- _About this exercise_
Produce a verbatim transcription of the entries, with all pictures omitted.

====== Input records

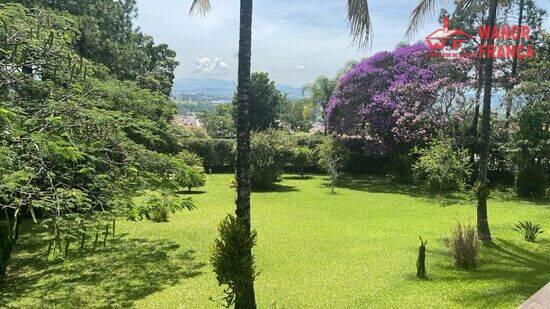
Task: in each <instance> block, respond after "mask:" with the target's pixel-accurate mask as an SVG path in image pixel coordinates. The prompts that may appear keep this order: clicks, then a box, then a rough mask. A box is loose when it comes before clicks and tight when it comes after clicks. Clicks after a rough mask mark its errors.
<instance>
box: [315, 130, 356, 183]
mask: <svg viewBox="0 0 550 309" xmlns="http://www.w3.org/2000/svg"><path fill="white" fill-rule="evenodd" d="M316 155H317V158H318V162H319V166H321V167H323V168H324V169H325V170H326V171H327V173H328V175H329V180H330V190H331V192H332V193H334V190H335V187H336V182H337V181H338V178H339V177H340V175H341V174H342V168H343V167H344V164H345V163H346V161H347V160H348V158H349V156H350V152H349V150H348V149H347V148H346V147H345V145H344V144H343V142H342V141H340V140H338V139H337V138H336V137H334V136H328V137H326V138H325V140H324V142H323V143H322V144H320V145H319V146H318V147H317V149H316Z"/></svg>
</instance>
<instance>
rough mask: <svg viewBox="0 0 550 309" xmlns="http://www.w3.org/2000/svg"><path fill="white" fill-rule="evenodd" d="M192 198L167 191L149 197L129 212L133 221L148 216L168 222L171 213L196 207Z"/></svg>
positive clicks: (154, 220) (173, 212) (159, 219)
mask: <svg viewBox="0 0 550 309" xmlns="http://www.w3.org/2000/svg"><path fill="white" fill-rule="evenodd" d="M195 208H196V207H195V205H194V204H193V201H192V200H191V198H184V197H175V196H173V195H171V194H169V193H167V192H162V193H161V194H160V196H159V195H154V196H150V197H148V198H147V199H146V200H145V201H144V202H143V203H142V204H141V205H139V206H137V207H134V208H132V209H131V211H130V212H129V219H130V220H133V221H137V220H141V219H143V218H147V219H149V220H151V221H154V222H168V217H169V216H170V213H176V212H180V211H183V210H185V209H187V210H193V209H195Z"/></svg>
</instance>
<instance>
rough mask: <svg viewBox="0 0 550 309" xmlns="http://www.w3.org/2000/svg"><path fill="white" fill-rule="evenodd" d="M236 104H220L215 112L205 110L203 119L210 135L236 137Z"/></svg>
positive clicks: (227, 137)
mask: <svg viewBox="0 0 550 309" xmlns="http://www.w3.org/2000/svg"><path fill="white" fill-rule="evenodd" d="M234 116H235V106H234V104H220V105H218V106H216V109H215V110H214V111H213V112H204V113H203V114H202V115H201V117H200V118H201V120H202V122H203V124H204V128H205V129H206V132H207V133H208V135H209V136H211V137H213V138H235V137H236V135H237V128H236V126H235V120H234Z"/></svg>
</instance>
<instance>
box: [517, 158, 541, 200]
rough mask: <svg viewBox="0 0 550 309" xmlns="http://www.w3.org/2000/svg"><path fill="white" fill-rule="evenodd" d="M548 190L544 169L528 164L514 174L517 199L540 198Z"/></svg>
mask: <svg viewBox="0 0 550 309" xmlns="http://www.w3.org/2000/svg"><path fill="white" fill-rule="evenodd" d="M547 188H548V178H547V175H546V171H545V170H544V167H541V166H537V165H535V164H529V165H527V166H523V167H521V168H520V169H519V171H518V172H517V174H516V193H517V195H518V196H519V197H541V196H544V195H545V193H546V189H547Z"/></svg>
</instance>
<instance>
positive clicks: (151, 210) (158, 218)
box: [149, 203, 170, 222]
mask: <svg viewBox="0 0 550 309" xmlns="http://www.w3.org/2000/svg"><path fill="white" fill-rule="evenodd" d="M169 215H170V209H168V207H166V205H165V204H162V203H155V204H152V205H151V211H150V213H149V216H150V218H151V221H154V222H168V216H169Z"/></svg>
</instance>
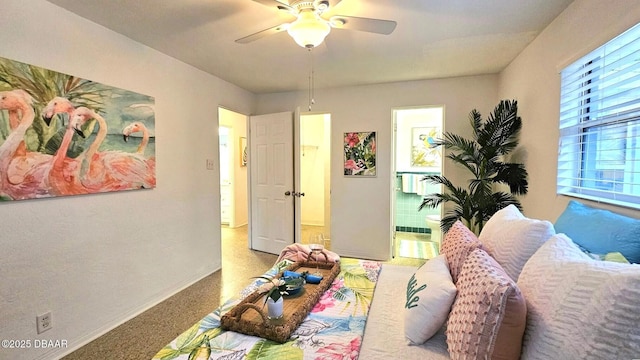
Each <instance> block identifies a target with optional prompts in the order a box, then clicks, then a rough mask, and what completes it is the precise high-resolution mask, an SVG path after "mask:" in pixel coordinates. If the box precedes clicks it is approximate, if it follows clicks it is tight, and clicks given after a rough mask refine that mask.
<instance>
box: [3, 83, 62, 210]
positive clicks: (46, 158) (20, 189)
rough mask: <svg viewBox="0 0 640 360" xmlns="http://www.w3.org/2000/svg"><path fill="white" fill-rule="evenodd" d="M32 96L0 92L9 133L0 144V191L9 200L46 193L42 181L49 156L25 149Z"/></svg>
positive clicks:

============

- _Task solution_
Task: in each <instance> block, respond after "mask:" with the target's pixel-accurate mask as an SVG path in image pixel coordinates. The prompts that may appear keep this order: clicks, then a box, then a rough mask. A box is loose when it comes before clicks and tight when it comes after clicks. Clicks after a rough mask mark its errors.
<instance>
box: [315, 130, 356, 183]
mask: <svg viewBox="0 0 550 309" xmlns="http://www.w3.org/2000/svg"><path fill="white" fill-rule="evenodd" d="M316 155H317V158H318V162H319V166H321V167H323V168H324V169H325V170H326V171H327V173H328V175H329V180H330V190H331V192H332V193H334V190H335V187H336V182H337V181H338V178H339V177H340V175H341V174H342V168H343V167H344V164H345V163H346V161H347V160H348V158H349V156H350V152H349V150H348V149H347V148H346V147H345V145H344V144H343V142H342V141H340V140H338V139H337V138H336V137H334V136H328V137H326V138H325V140H324V142H323V143H322V144H320V145H319V146H318V147H317V149H316Z"/></svg>
</instance>
<instance>
rough mask: <svg viewBox="0 0 550 309" xmlns="http://www.w3.org/2000/svg"><path fill="white" fill-rule="evenodd" d="M192 198L167 191L149 197L129 212L133 221L148 216L168 222L171 213L196 207Z"/></svg>
positive clicks: (154, 220) (173, 212) (159, 219)
mask: <svg viewBox="0 0 550 309" xmlns="http://www.w3.org/2000/svg"><path fill="white" fill-rule="evenodd" d="M195 208H196V207H195V205H194V204H193V201H192V200H191V198H184V197H175V196H173V195H171V194H169V193H167V192H162V193H161V194H160V196H159V195H154V196H150V197H148V198H147V199H146V200H145V201H144V202H143V203H142V204H141V205H139V206H137V207H134V208H132V209H131V211H130V212H129V219H130V220H133V221H137V220H141V219H143V218H147V219H149V220H151V221H154V222H168V217H169V216H170V213H176V212H180V211H183V210H185V209H187V210H193V209H195Z"/></svg>
</instance>
<instance>
rough mask: <svg viewBox="0 0 550 309" xmlns="http://www.w3.org/2000/svg"><path fill="white" fill-rule="evenodd" d="M236 104H220L215 112L205 110L203 119L210 135L236 137Z"/></svg>
positive clicks: (227, 137)
mask: <svg viewBox="0 0 550 309" xmlns="http://www.w3.org/2000/svg"><path fill="white" fill-rule="evenodd" d="M234 116H235V106H234V104H220V105H218V106H216V109H215V110H214V111H213V112H204V113H203V114H202V115H201V117H200V118H201V120H202V122H203V124H204V128H205V129H206V132H207V133H208V135H209V136H211V137H213V138H235V137H236V135H237V128H236V126H235V120H234Z"/></svg>
</instance>
<instance>
box: [517, 158, 541, 200]
rough mask: <svg viewBox="0 0 550 309" xmlns="http://www.w3.org/2000/svg"><path fill="white" fill-rule="evenodd" d="M548 190L544 169L528 164L514 174L517 199L540 198Z"/></svg>
mask: <svg viewBox="0 0 550 309" xmlns="http://www.w3.org/2000/svg"><path fill="white" fill-rule="evenodd" d="M547 188H548V178H547V175H546V171H545V170H544V167H541V166H537V165H535V164H529V165H527V166H523V167H521V168H520V169H519V171H518V172H517V174H516V193H517V195H518V196H519V197H541V196H544V195H545V193H546V189H547Z"/></svg>
</instance>
<instance>
positive clicks: (151, 210) (158, 218)
box: [149, 203, 170, 222]
mask: <svg viewBox="0 0 550 309" xmlns="http://www.w3.org/2000/svg"><path fill="white" fill-rule="evenodd" d="M169 215H170V209H168V207H166V205H165V204H162V203H155V204H152V205H151V211H150V213H149V216H150V218H151V221H154V222H168V216H169Z"/></svg>
</instance>
Each <instance> block identifies a target with optional prompts in the order a box, then clicks, then a rough mask, and what completes it is the precise high-resolution mask, an SVG path after "mask:" in pixel coordinates. If the box precedes clicks it is approximate, if it follows clicks it is tight, and clicks given after a rough mask refine that mask.
<instance>
box: [3, 83, 62, 210]
positive clicks: (46, 158) (20, 189)
rough mask: <svg viewBox="0 0 640 360" xmlns="http://www.w3.org/2000/svg"><path fill="white" fill-rule="evenodd" d="M32 96L0 92L9 133L0 144V191L9 200L46 193L42 181L49 156L25 149Z"/></svg>
positive clicks:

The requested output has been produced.